TEXT SEGMENT:
· · ·
YOU’VE been hearing about it for weeks — a TV show that everyone in the UK is losing their minds over, the highest rated new drama in 10 years.
What is this magical TV show, one that will convince a seen-it-all audience to go back to live TV, waiting, week after week to find out what happens next?
Luckily for us, we don’t have to wait any longer. Bodyguard is finally available in Australia, from 6pm AEDT tonight, and the whole lot is dropping on Netflix at once so you can binge all six hours and 15 minutes in one sitting — who needs sleep when there’s intrigue and conspiracies afoot?
Tense, exciting and so, so watchable, Bodyguard is a political thriller that begins with a heart-stopping 10-minute sequence on a London-bound train. PTSD-affected former soldier David Budd (Richard Madden), now working for the police, is on-board and off-duty, returning home with his two young children, when he’s caught up in trying to talk down a suicide bomber.
· · ·
DATA SHOWN:
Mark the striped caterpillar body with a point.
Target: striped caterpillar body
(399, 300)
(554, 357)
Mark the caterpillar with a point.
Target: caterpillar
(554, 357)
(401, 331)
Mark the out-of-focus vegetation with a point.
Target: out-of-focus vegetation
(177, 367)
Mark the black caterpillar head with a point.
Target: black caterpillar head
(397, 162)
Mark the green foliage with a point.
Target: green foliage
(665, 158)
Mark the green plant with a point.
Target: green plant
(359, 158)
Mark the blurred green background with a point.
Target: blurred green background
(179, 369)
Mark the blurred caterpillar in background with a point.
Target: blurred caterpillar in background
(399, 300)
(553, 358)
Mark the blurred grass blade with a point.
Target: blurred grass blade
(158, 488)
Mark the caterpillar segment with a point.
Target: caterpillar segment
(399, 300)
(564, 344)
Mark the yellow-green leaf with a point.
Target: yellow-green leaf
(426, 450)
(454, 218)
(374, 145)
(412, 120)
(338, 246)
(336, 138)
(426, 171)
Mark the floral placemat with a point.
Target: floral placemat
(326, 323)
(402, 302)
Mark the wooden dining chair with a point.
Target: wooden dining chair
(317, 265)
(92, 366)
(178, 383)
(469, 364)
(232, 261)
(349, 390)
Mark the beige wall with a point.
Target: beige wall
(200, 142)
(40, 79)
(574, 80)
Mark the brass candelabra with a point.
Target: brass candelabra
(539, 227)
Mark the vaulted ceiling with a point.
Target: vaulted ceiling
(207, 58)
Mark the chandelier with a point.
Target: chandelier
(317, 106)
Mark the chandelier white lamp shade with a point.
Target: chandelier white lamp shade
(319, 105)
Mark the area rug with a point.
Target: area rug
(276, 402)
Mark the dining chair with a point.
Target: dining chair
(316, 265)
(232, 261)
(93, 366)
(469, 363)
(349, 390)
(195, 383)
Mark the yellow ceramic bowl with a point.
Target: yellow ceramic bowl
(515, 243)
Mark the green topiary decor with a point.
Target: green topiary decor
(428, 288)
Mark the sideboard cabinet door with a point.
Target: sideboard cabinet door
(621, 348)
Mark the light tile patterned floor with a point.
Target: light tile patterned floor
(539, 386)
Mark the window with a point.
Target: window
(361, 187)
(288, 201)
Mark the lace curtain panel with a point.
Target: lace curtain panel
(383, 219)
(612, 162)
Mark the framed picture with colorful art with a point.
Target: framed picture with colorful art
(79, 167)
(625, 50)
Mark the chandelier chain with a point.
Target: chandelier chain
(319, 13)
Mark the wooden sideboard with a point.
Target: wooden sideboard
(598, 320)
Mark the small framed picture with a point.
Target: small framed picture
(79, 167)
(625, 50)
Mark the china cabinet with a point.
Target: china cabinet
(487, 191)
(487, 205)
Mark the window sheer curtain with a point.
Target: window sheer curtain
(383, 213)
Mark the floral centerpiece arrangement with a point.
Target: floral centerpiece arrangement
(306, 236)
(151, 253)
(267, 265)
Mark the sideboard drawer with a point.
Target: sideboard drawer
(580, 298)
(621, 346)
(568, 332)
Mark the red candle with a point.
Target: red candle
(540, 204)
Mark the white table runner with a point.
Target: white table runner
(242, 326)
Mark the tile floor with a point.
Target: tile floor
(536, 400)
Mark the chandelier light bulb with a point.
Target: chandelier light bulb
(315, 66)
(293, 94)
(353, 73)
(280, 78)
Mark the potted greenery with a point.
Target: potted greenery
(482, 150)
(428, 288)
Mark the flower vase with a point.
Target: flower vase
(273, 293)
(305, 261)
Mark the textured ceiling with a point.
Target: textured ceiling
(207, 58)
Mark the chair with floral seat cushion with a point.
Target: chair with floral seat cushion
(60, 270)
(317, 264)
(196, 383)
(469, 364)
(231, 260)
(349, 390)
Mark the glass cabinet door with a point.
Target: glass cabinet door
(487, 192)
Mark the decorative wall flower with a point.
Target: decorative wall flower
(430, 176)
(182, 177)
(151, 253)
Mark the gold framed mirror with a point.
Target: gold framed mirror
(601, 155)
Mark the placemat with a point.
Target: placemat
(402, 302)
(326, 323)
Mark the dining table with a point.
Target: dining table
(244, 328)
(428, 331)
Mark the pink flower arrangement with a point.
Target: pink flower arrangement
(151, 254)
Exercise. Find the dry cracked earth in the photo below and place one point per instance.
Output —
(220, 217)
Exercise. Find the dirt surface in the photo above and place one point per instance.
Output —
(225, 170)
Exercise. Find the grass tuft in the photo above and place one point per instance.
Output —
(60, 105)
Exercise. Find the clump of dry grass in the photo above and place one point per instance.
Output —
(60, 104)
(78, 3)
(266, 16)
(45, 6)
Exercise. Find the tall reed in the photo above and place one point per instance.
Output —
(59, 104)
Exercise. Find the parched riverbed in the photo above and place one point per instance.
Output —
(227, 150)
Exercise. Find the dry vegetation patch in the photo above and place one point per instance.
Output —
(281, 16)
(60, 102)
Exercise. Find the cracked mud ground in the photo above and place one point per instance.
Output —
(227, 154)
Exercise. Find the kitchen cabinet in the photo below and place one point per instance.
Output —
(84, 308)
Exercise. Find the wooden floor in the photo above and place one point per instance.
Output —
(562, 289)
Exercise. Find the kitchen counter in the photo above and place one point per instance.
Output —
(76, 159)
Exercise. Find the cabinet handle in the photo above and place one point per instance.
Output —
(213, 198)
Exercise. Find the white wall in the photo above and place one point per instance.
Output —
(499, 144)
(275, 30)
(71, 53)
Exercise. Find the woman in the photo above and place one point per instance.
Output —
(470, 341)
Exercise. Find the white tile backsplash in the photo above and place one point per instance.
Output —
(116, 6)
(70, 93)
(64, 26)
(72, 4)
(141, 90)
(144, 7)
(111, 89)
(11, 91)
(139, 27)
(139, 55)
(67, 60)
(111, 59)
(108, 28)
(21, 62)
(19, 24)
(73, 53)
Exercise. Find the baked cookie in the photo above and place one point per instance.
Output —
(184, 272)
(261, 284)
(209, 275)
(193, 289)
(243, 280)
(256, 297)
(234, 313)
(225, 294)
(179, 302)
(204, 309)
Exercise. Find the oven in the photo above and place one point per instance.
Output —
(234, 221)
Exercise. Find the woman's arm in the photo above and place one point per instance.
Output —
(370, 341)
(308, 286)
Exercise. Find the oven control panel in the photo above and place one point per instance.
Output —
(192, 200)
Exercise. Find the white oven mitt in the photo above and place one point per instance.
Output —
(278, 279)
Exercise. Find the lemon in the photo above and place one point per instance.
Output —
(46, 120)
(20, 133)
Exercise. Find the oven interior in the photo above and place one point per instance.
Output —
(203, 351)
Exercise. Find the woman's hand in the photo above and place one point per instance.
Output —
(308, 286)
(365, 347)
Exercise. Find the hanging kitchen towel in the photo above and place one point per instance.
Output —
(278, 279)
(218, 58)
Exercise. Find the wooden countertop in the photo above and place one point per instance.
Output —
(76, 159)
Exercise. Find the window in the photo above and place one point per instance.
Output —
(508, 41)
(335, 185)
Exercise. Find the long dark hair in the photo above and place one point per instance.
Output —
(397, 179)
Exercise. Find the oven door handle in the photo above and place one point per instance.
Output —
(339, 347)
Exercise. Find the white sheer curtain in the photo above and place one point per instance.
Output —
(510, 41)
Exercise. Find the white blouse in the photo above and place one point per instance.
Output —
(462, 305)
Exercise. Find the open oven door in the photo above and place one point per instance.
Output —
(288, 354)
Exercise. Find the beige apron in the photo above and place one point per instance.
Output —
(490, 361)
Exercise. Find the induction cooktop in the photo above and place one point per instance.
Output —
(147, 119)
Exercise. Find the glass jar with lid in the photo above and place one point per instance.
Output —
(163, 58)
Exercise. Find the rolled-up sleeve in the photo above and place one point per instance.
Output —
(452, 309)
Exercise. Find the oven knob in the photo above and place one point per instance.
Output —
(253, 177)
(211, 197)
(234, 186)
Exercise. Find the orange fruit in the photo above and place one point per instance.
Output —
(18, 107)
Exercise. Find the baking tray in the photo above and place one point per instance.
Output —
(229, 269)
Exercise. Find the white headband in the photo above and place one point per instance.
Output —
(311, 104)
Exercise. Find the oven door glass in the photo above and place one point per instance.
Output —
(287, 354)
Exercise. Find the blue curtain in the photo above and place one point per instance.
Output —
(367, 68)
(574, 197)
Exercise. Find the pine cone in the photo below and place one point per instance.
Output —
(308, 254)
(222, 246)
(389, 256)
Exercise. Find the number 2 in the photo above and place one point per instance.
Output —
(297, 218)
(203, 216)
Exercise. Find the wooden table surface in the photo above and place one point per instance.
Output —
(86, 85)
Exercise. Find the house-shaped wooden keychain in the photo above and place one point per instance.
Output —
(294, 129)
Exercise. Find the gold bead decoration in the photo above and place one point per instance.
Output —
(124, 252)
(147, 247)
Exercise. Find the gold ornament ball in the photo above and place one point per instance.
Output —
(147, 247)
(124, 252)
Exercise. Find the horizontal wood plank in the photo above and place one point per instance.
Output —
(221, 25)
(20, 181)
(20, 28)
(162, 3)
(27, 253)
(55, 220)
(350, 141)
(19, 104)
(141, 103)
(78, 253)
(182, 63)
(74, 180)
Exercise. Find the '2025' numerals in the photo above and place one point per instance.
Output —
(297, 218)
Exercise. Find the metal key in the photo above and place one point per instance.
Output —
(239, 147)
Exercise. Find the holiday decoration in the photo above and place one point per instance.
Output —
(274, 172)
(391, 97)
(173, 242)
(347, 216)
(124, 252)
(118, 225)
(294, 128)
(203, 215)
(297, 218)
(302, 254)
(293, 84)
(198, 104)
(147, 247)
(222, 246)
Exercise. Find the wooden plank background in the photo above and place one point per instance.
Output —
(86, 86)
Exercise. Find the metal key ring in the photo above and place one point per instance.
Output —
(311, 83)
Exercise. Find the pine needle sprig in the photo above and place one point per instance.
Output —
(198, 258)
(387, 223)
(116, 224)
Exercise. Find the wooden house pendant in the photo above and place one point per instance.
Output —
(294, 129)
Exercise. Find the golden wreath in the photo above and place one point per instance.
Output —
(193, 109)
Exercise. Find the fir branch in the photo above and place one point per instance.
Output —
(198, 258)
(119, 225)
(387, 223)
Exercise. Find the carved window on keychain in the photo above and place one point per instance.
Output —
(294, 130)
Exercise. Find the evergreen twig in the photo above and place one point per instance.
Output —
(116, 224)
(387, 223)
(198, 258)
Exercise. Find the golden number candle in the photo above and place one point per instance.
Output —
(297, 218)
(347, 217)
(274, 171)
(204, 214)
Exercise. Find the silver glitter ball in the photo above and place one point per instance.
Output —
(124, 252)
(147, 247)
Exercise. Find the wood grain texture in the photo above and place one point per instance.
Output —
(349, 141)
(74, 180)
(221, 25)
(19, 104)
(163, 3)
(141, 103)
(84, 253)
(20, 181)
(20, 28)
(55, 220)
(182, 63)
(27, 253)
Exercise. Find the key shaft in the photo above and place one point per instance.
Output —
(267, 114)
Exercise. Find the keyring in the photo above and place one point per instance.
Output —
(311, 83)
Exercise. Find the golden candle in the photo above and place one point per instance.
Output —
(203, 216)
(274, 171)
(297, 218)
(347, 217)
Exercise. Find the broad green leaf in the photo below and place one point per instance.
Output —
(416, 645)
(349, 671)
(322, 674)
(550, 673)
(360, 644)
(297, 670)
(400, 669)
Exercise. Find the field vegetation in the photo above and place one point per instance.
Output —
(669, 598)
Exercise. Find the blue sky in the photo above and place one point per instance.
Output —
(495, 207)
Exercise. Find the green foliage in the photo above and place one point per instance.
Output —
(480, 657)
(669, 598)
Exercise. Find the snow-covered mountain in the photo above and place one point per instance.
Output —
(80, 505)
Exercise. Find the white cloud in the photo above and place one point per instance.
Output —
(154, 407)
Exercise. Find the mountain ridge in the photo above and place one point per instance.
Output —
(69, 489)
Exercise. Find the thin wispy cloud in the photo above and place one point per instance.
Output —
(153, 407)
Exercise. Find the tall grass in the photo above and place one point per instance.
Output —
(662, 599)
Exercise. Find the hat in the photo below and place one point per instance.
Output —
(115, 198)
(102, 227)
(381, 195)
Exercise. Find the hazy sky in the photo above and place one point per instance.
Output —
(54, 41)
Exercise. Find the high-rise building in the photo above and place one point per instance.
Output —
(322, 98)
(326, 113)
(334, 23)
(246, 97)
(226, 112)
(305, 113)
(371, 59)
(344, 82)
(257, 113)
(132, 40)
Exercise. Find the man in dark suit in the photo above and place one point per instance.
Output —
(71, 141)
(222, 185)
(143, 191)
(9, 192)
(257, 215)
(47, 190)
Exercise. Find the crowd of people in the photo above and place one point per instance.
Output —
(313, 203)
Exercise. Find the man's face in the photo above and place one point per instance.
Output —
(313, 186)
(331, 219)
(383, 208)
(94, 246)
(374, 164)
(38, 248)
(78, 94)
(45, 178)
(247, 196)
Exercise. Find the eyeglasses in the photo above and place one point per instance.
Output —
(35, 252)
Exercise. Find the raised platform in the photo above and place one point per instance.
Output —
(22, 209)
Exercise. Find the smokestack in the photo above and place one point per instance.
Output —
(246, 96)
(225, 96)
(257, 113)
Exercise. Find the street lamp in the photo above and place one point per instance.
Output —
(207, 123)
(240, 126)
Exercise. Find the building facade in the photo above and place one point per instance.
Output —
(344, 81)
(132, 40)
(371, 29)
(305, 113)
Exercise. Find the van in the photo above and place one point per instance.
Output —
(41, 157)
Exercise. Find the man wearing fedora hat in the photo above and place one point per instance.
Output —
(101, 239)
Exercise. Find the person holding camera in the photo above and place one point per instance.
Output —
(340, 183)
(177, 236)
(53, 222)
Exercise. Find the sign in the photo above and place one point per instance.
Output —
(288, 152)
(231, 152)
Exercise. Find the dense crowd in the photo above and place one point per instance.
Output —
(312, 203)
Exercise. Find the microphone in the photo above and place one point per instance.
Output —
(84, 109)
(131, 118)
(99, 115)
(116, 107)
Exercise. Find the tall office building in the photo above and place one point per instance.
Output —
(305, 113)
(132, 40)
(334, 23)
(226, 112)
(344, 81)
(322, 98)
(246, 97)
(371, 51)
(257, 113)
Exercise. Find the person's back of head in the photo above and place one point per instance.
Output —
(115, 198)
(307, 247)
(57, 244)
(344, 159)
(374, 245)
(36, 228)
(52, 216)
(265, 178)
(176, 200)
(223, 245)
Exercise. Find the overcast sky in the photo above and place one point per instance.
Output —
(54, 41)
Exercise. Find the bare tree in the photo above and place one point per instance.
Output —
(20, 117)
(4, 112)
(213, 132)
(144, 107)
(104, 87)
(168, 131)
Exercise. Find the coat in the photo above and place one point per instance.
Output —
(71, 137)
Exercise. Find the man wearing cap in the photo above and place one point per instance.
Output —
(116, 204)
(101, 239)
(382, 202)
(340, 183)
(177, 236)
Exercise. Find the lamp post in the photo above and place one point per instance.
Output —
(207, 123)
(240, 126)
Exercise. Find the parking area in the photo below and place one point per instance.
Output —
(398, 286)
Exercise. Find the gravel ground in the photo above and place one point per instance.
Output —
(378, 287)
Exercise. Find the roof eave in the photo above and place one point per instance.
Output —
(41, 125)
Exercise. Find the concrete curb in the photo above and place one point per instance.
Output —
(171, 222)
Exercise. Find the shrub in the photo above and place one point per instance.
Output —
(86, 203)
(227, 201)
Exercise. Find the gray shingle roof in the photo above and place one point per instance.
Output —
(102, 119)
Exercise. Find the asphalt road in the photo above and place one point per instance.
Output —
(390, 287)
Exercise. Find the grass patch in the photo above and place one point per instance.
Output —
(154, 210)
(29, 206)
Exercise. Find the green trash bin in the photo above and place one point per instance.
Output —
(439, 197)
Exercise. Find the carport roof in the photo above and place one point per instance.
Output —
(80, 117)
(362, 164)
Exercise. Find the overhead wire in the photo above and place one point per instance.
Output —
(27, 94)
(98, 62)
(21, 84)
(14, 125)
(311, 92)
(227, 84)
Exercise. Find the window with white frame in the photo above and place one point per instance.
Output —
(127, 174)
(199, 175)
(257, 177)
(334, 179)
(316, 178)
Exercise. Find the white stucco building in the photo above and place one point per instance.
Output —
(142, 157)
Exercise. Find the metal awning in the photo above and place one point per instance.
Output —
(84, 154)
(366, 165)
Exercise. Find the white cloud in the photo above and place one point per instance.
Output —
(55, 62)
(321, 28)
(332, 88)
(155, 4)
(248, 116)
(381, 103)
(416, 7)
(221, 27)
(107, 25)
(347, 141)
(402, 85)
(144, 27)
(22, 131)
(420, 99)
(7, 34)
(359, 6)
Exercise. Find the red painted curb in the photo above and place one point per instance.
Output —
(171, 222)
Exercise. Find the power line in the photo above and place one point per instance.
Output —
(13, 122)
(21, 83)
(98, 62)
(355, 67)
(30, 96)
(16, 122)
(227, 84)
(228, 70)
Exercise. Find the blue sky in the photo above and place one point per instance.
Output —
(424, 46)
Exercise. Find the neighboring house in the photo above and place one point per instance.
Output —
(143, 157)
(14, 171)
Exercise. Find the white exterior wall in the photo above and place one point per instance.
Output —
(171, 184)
· · ·
WORK REQUEST A: In the Bodyguard article, substitute "crime drama" for "political thriller" and reproduce the passage starting with "Tense, exciting and" and going on through "a suicide bomber.".
WORK REQUEST B: According to the Bodyguard article, which actor plays David Budd?

ANSWER A:
Tense, exciting and so, so watchable, Bodyguard is a crime drama that begins with a heart-stopping 10-minute sequence on a London-bound train. PTSD-affected former soldier David Budd (Richard Madden), now working for the police, is on-board and off-duty, returning home with his two young children, when he’s caught up in trying to talk down a suicide bomber.

ANSWER B: Richard Madden plays David Budd.